What is wanted is every record, duplicated word for word.
** INPUT DATA follows **
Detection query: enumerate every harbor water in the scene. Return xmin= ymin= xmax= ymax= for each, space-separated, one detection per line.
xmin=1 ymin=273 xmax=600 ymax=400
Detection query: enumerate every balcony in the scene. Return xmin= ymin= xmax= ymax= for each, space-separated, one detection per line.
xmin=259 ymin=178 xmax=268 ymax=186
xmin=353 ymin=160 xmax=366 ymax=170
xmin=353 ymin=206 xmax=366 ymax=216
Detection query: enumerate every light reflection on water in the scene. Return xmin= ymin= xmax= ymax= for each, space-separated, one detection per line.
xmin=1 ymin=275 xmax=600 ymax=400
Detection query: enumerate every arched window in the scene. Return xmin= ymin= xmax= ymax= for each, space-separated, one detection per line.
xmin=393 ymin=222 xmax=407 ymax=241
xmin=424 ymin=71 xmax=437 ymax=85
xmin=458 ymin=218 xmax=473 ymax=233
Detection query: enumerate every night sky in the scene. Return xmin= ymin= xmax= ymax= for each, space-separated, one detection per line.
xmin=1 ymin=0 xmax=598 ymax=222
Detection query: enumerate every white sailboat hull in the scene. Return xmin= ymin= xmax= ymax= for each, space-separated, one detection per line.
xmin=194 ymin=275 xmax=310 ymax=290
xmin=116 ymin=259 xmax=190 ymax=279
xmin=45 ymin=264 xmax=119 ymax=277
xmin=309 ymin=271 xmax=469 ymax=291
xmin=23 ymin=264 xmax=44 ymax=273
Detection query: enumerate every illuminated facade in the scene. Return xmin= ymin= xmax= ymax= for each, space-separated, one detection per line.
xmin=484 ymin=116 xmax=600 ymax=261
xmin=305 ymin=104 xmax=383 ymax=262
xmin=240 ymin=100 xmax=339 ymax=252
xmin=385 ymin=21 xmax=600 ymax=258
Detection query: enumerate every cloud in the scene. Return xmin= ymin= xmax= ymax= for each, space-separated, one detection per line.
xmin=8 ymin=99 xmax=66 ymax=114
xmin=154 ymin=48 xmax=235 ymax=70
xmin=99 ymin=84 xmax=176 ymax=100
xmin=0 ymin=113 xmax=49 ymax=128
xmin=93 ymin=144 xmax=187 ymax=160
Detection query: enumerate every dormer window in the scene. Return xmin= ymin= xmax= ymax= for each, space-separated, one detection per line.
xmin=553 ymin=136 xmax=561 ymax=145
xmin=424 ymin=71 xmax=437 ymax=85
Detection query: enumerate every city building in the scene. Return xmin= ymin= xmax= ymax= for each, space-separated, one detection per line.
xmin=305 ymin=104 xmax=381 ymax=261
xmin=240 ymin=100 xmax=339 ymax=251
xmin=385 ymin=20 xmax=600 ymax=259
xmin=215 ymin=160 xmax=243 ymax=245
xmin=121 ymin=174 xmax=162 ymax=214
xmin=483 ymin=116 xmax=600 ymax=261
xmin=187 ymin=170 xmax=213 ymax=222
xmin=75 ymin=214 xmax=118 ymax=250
** End of INPUT DATA **
» **RESPONSE FOR THIS EXERCISE**
Detection query: enumerate every harbor water in the scene. Return xmin= ymin= xmax= ymax= for each, space-separated, one detection per line.
xmin=1 ymin=273 xmax=600 ymax=400
Detection query: enumerate every balcony in the scene. Return xmin= ymin= xmax= ymax= for each, space-separated, one detection per line.
xmin=259 ymin=178 xmax=268 ymax=186
xmin=353 ymin=160 xmax=366 ymax=170
xmin=353 ymin=206 xmax=366 ymax=216
Detection query: enumerate every light reflection on water in the scene. Return xmin= ymin= xmax= ymax= for each, space-separated, one detection per line.
xmin=1 ymin=275 xmax=600 ymax=400
Detection query: enumerate every arched window in the scene. Return xmin= ymin= xmax= ymax= for each, space-separated, one detection per line.
xmin=393 ymin=222 xmax=407 ymax=241
xmin=424 ymin=71 xmax=437 ymax=85
xmin=458 ymin=218 xmax=473 ymax=233
Detection query: enumerate every night sky in the scene. Return xmin= ymin= xmax= ymax= for each, space-separated, one detection per line.
xmin=1 ymin=0 xmax=598 ymax=222
Detection query: enumerate every white sailboat hull in the scene. Return xmin= ymin= xmax= ymax= for each, space-separated, one detection per line.
xmin=194 ymin=275 xmax=310 ymax=290
xmin=116 ymin=259 xmax=190 ymax=279
xmin=45 ymin=264 xmax=119 ymax=277
xmin=309 ymin=271 xmax=469 ymax=291
xmin=23 ymin=264 xmax=44 ymax=273
Detection query: enumerate every illuminated facade in the scene. Return xmin= ymin= xmax= ymax= for each, space-separated, one detection per line.
xmin=484 ymin=116 xmax=600 ymax=261
xmin=305 ymin=104 xmax=383 ymax=262
xmin=240 ymin=100 xmax=339 ymax=252
xmin=385 ymin=21 xmax=600 ymax=258
Detection query: enumerate every cloud in the scene. Return xmin= ymin= xmax= ymax= for each, space-separated, one detection per line.
xmin=8 ymin=99 xmax=66 ymax=114
xmin=154 ymin=48 xmax=235 ymax=70
xmin=99 ymin=84 xmax=176 ymax=100
xmin=0 ymin=113 xmax=49 ymax=128
xmin=93 ymin=144 xmax=187 ymax=160
Detection query: enumerate every dormer window in the scene. Return xmin= ymin= xmax= ymax= for each, space-separated, one detection per line.
xmin=553 ymin=136 xmax=561 ymax=145
xmin=424 ymin=71 xmax=437 ymax=85
Detection query: enumerate every city building in the scene. Return xmin= ymin= xmax= ymax= for each, space-separated, one detection per line.
xmin=305 ymin=104 xmax=381 ymax=261
xmin=240 ymin=100 xmax=339 ymax=251
xmin=385 ymin=20 xmax=600 ymax=259
xmin=215 ymin=160 xmax=243 ymax=245
xmin=121 ymin=174 xmax=162 ymax=214
xmin=483 ymin=116 xmax=600 ymax=261
xmin=187 ymin=170 xmax=213 ymax=222
xmin=75 ymin=214 xmax=118 ymax=250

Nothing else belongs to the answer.